* Data pulled from a collection *
==============================

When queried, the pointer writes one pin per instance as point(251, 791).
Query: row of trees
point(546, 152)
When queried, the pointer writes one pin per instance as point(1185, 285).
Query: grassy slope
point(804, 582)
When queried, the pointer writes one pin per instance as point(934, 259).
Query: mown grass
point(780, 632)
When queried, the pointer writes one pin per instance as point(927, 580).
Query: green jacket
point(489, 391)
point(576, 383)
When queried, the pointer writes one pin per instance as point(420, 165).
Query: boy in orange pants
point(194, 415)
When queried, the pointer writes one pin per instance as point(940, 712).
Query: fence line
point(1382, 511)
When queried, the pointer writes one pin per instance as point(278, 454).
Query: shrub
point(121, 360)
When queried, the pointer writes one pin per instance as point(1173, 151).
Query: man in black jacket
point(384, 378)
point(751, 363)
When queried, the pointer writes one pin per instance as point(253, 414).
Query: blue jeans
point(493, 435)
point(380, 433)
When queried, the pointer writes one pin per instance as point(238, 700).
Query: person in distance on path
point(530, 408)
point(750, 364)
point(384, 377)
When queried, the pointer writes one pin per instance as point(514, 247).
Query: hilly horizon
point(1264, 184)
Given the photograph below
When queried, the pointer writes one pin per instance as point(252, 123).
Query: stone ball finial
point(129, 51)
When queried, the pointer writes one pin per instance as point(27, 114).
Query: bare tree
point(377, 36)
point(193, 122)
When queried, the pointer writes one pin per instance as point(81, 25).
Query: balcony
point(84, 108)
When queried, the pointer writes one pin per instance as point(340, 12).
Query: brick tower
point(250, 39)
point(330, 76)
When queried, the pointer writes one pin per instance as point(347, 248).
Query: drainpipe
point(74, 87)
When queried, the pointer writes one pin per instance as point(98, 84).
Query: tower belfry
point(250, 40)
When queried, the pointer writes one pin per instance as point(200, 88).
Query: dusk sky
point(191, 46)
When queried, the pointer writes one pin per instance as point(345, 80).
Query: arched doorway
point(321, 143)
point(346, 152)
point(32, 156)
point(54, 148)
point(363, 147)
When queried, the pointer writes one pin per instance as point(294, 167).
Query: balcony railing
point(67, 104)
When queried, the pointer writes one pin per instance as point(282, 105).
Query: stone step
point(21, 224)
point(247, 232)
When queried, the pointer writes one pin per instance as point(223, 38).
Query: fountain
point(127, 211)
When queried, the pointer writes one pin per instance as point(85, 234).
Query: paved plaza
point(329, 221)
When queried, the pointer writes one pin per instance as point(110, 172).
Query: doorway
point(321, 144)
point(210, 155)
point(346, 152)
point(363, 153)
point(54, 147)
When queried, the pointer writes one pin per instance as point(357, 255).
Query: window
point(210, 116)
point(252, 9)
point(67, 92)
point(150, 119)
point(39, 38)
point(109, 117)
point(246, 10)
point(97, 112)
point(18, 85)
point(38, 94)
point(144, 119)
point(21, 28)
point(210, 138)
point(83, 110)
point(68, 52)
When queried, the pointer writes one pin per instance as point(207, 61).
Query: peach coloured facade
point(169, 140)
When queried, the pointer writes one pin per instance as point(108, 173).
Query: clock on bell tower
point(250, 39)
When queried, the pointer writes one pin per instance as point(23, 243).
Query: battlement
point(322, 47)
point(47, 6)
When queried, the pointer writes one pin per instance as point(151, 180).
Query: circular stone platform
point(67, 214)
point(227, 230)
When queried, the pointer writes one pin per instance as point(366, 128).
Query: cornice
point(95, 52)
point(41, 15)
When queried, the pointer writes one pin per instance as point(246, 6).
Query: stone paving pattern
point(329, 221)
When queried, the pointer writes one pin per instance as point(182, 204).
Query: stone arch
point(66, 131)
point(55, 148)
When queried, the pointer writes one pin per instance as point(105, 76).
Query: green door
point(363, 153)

==============================

* Goal *
Duplicate each of the items above, keeping every line the same.

* Task answer *
When queried, the pointer writes one pin per instance as point(251, 791).
Query: row of trees
point(546, 152)
When queried, the pointer writes one pin per instance as point(1185, 285).
Query: grassy slope
point(804, 582)
When queried, the pointer writes one pin per instance as point(934, 259).
Query: mown grass
point(780, 632)
When queried, the pointer writes one pin per instance as point(927, 580).
Query: green jacket
point(489, 391)
point(576, 383)
When queried, the pointer writes one pin per instance as point(420, 165).
Query: boy in orange pants
point(194, 415)
When queried, the pointer writes one pin per instance as point(940, 712).
Query: fence line
point(1382, 511)
When queried, the pointer writes one pin per instance as point(278, 454).
Query: shrub
point(121, 360)
When queried, the pointer writes one pin per instance as point(1173, 151).
Query: man in black jacket
point(384, 378)
point(751, 363)
When queried, the pointer writes one pin per instance as point(253, 414).
Query: blue jeans
point(493, 435)
point(380, 433)
When queried, the pointer writes one pin per instance as point(238, 700).
Query: person in distance on path
point(530, 408)
point(750, 364)
point(384, 377)
When queried, the pointer writes one pin per instance as point(514, 247).
Query: hilly horizon
point(1264, 184)
Given the photograph below
When queried, the pointer writes one pin per instance as point(252, 123).
Query: stone ball finial
point(129, 51)
When queried, the pointer writes one pin per instance as point(27, 114).
Query: bare tree
point(377, 36)
point(193, 122)
When queried, the pointer writes one pin per instance as point(81, 25).
Query: balcony
point(84, 108)
When queried, the pointer writes one pin per instance as point(340, 12).
Query: brick tower
point(250, 39)
point(330, 76)
When queried, the pointer writes one pin per instance as point(347, 248).
Query: drainpipe
point(74, 87)
When queried, the pointer writes one pin per instance as point(98, 84).
Query: tower belfry
point(250, 40)
When queried, the pointer writes one pin per instance as point(200, 88).
Query: dusk sky
point(191, 46)
When queried, the pointer writes one pin per instance as point(345, 80).
Query: arched doorway
point(321, 143)
point(346, 152)
point(32, 156)
point(54, 148)
point(363, 147)
When queried, the pointer writes one pin per instance as point(294, 167).
Query: balcony railing
point(67, 104)
When queried, the pointer writes one pin per instance as point(282, 105).
Query: stone step
point(21, 224)
point(247, 232)
When queried, the pointer writes one pin per instance as point(223, 38).
Query: fountain
point(127, 211)
When queried, the pointer writes one pin per instance as point(85, 234).
Query: paved plaza
point(329, 221)
When queried, the pointer writes one pin per instance as point(110, 172).
Query: doorway
point(321, 144)
point(210, 155)
point(346, 152)
point(363, 153)
point(54, 147)
When queried, the pointer writes one pin per instance as point(357, 255).
Query: window
point(210, 116)
point(252, 9)
point(67, 92)
point(150, 119)
point(39, 38)
point(109, 117)
point(246, 10)
point(97, 112)
point(18, 85)
point(38, 94)
point(144, 119)
point(21, 28)
point(210, 138)
point(83, 110)
point(68, 52)
When queried, the pointer writes one pin per instance as point(207, 61).
Query: peach coloured facade
point(169, 140)
When queried, the pointer writes one pin per instance as point(108, 173).
Query: clock on bell tower
point(250, 39)
When queried, the pointer writes one pin per instance as point(23, 243).
Query: battlement
point(322, 47)
point(47, 6)
When queried, the pointer writes one pin per instance as point(151, 180).
Query: circular stone platform
point(67, 214)
point(227, 230)
When queried, the pointer writes one pin per instance as point(366, 128).
Query: cornice
point(95, 52)
point(41, 15)
When queried, the pointer writes one pin per instance as point(246, 6).
Query: stone paving pattern
point(329, 221)
When queried, the pointer writes one pin per instance as point(182, 204).
Query: stone arch
point(66, 131)
point(55, 148)
When queried, the pointer writes one pin per instance as point(105, 76).
Query: green door
point(363, 153)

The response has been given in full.